SWEN-250

C Activity

Word Count

Overview

One of the most simple but useful utilities on Unix/ Linux is the word count ( wc )program. This program simply reads one or more files and prints the number of lines, words, and characters found in each file. Without any command line arguments, wc reads its text from standard input. For example, here's a run of wc on the DarkAndStormyNight.txt file we'll be using in this activity :

bash-3.2$ wc < DarkAndStormyNight.txt
 11  64 375


This shows that the file has 11 lines, 64 words, and 375 characters.

Your task for this activity is to exactly duplicate the behavior of wc shown above.

Setup

  1. Create a new directory in your repository called CWordCount .
  2. Using wget to download the ritwc.zip file to this directory and unpack it. In the browser right click on the zip link to copy the link. Then use wget in the hamilton window to get the zip file (right click in the hamilton window to paste the URL for the zip file). You should see two files, DarkAndStormyNight.txt and ritwc.c .

The Activity

  1. Edit the ritwc.c file and fill in the body of the main program with code to duplicate the functionality of wc . See the next section for some hints.
  2. On hamilton , compile your program using the GNU C Compiler ( gcc ) as follows:
        gcc -o ritwc ritwc.c
  3. When you get a clean compile, the executable program will be named ritwc (that's what the -o (output) option is for). To test your program, execute the following commands:
        wc < DarkAndStormyNight.txt
        ./ritwc < DarkAndStormyNight.txt
  4. The first line runs the standard wc command so you can see what's expected. The second runs your program; the ./ forces the command language interpreter ( bash , or the Bourne-Again Shell ) to look in the current directory rather than the directories for standard system commands.
  5. In step 3 above your output must exactly match the output of the Linux wc utility.

Submission

Submit your source file ritwc.c and updated ActivityJournal.txt in a directory named CWordCount to your Git repo.

Grading Criteria

To receive full credit for this activity you do the following:

  1. Submit your work in a correctly named directory. This must be one of the top level directories in your repository.
  2. Use the exact filenames for both files: ritwc.c and ActivityJournal.txt.
  3. The program must compile without any warnings.
  4. The program must compile exactly as shown in Step 2 of the activity.
    • You cannot use any other options.
    • Do not use the -std=c99 option.
  5. The output must match the expected output including the exact formatting.
  6. Use good software style including consistent indentation and appropriate variable names.
  7. Use a reasonable amount of comments describing the purpose of each section of code.

(Data lines)
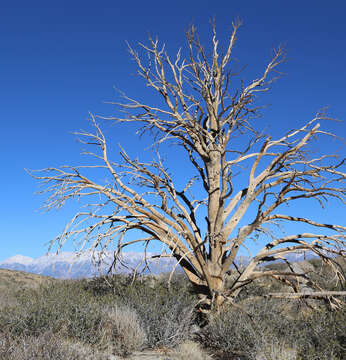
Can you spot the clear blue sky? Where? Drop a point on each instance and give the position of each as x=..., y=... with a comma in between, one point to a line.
x=61, y=59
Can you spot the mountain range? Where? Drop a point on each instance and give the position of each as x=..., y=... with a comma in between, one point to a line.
x=69, y=265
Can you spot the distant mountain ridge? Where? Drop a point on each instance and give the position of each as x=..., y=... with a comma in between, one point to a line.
x=67, y=265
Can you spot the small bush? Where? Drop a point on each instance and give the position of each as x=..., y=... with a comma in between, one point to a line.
x=190, y=351
x=166, y=314
x=121, y=331
x=270, y=332
x=43, y=347
x=71, y=313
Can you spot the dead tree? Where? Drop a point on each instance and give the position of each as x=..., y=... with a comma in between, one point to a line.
x=204, y=223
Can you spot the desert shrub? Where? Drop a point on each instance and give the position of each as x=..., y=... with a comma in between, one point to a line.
x=166, y=314
x=121, y=330
x=267, y=330
x=68, y=311
x=230, y=333
x=61, y=308
x=190, y=351
x=43, y=347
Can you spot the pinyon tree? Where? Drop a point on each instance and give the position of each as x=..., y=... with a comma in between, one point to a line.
x=242, y=176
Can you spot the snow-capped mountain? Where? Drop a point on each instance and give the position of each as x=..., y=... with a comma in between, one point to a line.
x=71, y=265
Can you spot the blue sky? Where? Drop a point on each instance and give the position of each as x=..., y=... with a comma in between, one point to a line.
x=61, y=59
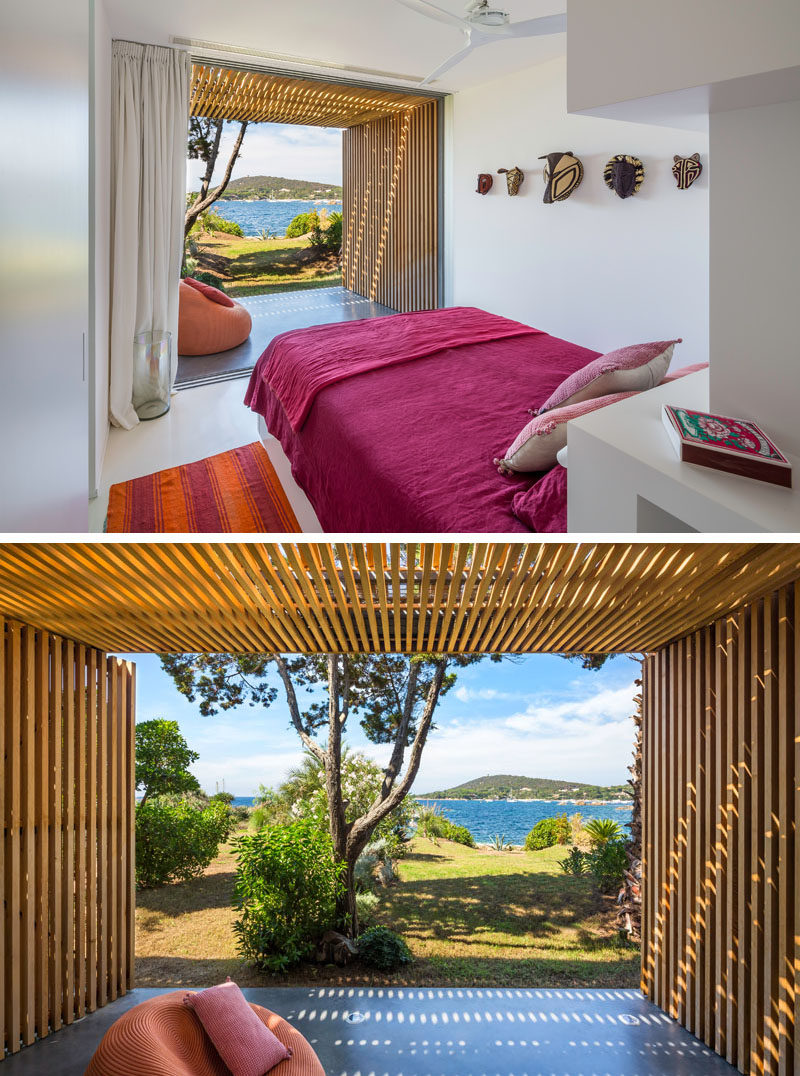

(List of tasks)
1. Arrange the rows from the line containing "Can you spot the small" through the line containing "x=71, y=313", inclusive, as a numbered list with blank lines omitted.
2. Pick up the word count activity where it stops and continue it.

(Set of answers)
1.
1. Can you spot the small bush? Where? Drop a point on each instance and give the position of each as x=..., y=... with a comma in between, one point to a line.
2. x=190, y=351
3. x=166, y=314
4. x=121, y=331
5. x=270, y=332
6. x=43, y=347
7. x=71, y=313

2.
  8. Complete the Activity Journal including the time estimate, plan, actual time, and observations.

Hints & Suggestions

  1. What's in a word? More specifically, what is a word to wc ? A word is a sequence of non-whitespace characters terminated by a whitespace character or end-of-file. Whitespace characters include the obvious "space" itself, along with tabs, carriage-return, line-feed and some other control characters. The following, from the sample file, has 2 lines, 14 words, and 67 characters:

    It was a dark and stormy night;
    the rain fell in torrents - except


    The words are (quoted): 'It' , 'was' , 'a' , 'dark' , 'and' , 'stormy' , 'night;' , 'the' , 'rain' , 'fell' , 'in' , 'torrents' , '-' , and 'except' .
  2. Note that (a) an empty line, or one with only spaces, has no words on it, and (b) a line containing words may begin with whitespace characters which are simply ignored.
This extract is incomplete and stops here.